__Instrucciones__.
1. Responda a partir del texto sobre la narrativa urbana de Ribeyro:
(a) ¿En qué año se publicó la novela No una, sino muchas muertes?
(b) ¿Qué obra de José Gálvez inaugura la tradición en la que se sitúa a Ribeyro?
(c) ¿A qué se dedica la pandilla de jóvenes sobre la que Maruja ejerce su dominio?
2. Prosiga el texto sobre la narrativa urbana de Ribeyro a partir de su última oración.

A diferencia de Salazar Bondy, Ribeyro reivindica la figura de Palma como narrador de la ciudad, es decir, como productor de un conjunto de ficciones que contribuyeron a trazar una imagen perdurable y representativa de ella. Esta posición reviste interés en la medida en que, precisamente, la obra de Ribeyro se encarga de formular la crítica al modelo palmista desde la propia literatura, como señala Valero Juan (2013):

Sin duda, en Ribeyro la percepción nostálgica del pasado limeño —el “hortus clausum virreinal”— está presente en sus cuentos urbanos y marca su aprehensión de la ciudad, característica que nos induce a situarlo en esa tradición inaugurada por José Gálvez en Una Lima que se va. Pero en su escritura esta evocación responde a una utilización mediatizada, es decir, el escritor la utiliza como recurso o mecanismo de crítica; se sirve de ella con el afán de trazar, en su realidad íntegra, la geografía social de una nueva ciudad que se moderniza de espaldas a su verdadera democratización. (p. 230)

LA CIUDAD DESDE LOS MÁRGENES

Publicada en 1957, la novela No una, sino muchas muertes se sitúa en un espacio marginal de la urbe: los basurales situados en las márgenes del río Rímac5:

Precediendo a Berta, al fondo emergió del humo que cubría gran parte del basural, y poco a poco, como para reencontrarse, fue tomando contacto con las referencias habituales del paisaje: al fondo a medio kilómetro de distancia, sobre el barranquito que daba al acequión paralelo al Rímac, la silueta del lavadero de pomos, y en el trecho que aún debían andar, en aquel restante sector húmedo, vegetal y podrido, los chanchos y los gallinazos, repartidos por toda la blanda superficie, limpiada previamente por otros hombres y animales de lo útil para las reventas y de lo provechoso para el engorde y la sobrevivencia. (p. 9)

En este escenario se desarrolla una historia descarnada que representa la orfandad de un grupo de adolescentes y enajenados sometidos a la explotación de la dueña de un lavadero de pomos de vidrio destinados a ser vendidos a un laboratorio farmacéutico. Dada la naturaleza del paisaje, nada resulta más opuesto al “hortus clausum virreinal” evocado años antes en las crónicas de Gálvez. Los basurales, ciertamente, operan como una metáfora del caos y desolación imperantes en la urbe contemporánea, así como su decadencia moral; significativamente, el hecho de que los protagonistas sean adolescentes subraya la idea de que no hay lugar para ellos en la sociedad: sus vidas se conducen al ritmo de sus instintos y necesidades más básicas. Dentro de este universo destaca la figura de la protagonista, Maruja, una joven mujer inteligente y atractiva que ejerce un dominio, aunque infructuoso, sobre quienes la rodean, principalmente los jóvenes integrantes de una pandilla dedicada a capturar locos y venderlos en el lavadero de pomos como mano de obra6.

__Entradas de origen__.

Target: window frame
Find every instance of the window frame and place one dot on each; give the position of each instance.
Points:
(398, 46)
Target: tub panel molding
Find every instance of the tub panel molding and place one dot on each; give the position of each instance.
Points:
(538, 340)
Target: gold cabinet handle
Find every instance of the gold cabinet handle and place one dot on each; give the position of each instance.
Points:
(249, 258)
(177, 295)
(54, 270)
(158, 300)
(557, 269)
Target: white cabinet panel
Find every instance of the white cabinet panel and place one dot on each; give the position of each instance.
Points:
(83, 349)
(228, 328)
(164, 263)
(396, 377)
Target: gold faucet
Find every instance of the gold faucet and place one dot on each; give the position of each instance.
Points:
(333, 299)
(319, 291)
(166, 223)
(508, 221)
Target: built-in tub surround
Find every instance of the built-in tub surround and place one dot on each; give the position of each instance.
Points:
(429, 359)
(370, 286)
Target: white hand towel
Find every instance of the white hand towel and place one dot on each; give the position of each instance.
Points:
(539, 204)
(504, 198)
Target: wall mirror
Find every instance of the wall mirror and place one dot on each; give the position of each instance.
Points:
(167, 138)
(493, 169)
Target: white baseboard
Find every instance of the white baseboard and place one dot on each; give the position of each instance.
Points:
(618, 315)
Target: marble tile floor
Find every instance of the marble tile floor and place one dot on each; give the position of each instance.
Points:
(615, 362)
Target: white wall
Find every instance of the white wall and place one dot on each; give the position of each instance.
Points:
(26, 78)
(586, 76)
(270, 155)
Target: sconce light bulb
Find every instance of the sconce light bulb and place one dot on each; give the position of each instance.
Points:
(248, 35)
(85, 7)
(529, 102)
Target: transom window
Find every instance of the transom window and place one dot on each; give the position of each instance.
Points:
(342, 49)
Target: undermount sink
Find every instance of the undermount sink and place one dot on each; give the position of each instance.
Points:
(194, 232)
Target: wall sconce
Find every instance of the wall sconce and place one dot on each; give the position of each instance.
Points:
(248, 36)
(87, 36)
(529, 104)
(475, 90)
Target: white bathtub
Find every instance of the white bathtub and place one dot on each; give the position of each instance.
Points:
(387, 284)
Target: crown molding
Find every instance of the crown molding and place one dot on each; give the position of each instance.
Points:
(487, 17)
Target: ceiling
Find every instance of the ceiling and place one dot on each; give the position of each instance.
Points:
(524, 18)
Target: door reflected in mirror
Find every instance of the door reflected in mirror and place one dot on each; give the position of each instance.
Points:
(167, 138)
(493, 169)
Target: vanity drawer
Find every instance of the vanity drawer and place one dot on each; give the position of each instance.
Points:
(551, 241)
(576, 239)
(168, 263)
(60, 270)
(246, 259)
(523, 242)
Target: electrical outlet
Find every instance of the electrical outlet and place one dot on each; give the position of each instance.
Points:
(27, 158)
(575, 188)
--
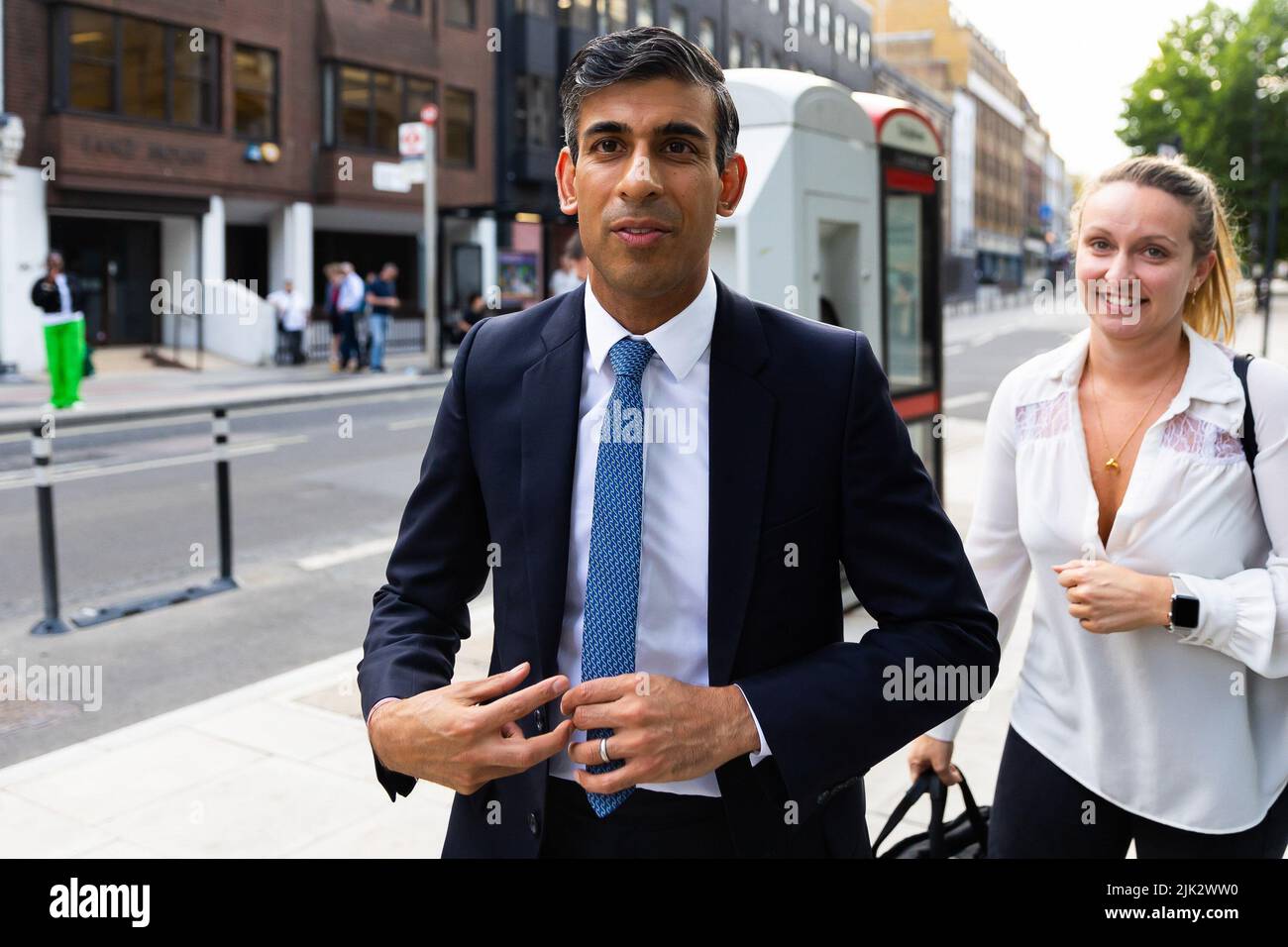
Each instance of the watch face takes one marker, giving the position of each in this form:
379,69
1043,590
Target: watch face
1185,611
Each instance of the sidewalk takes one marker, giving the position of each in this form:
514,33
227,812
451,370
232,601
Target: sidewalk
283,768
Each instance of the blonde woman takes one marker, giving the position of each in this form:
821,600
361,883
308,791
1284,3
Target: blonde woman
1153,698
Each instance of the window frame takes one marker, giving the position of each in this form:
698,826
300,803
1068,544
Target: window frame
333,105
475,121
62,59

__Sus respuestas__.
1.
(a) En 1957.
(b) Una Lima que se va.
(c) A capturar locos y venderlos en el lavadero de pomos como mano de obra.

2.
Uno de los rasgos más resaltantes en relación con el tratamiento del espacio del basural reside en el hecho de que en ningún momento el narrador provee al lector una explicación sobre su origen: simplemente existe como una verdad incuestionable, un hecho consumado. Los personajes lo habitan y, en cierta medida, se mimetizan con él, como si también hubiesen sido desechados por la sociedad; sobreviven, así, al lado de chanchos y gallinazos hurgando entre los despojos que es, finalmente, la única labor productiva que pueden realizar. Aunque ausente a lo largo de la novela toda crítica explícita al sistema económico que ha hecho posible el paisaje de los basurales, nada impide que el lector lo perciba como una metáfora del despojo y la deshumanización. Si la circulación y el consumo de mercancías, alimentos y toda clase de bienes son los engranajes que hacen posible el progreso y desarrollo del sistema capitalista en un país periférico como el Perú, ello se realiza a costa de quienes precisamente deberían ser sus beneficiarios: los más jóvenes. Sin embargo, nada de esto ocurre en No una, sino muchas muertes, sino todo lo contrario: contra la miseria, el desempleo y otras taras de la vida moderna no hay respuesta posible.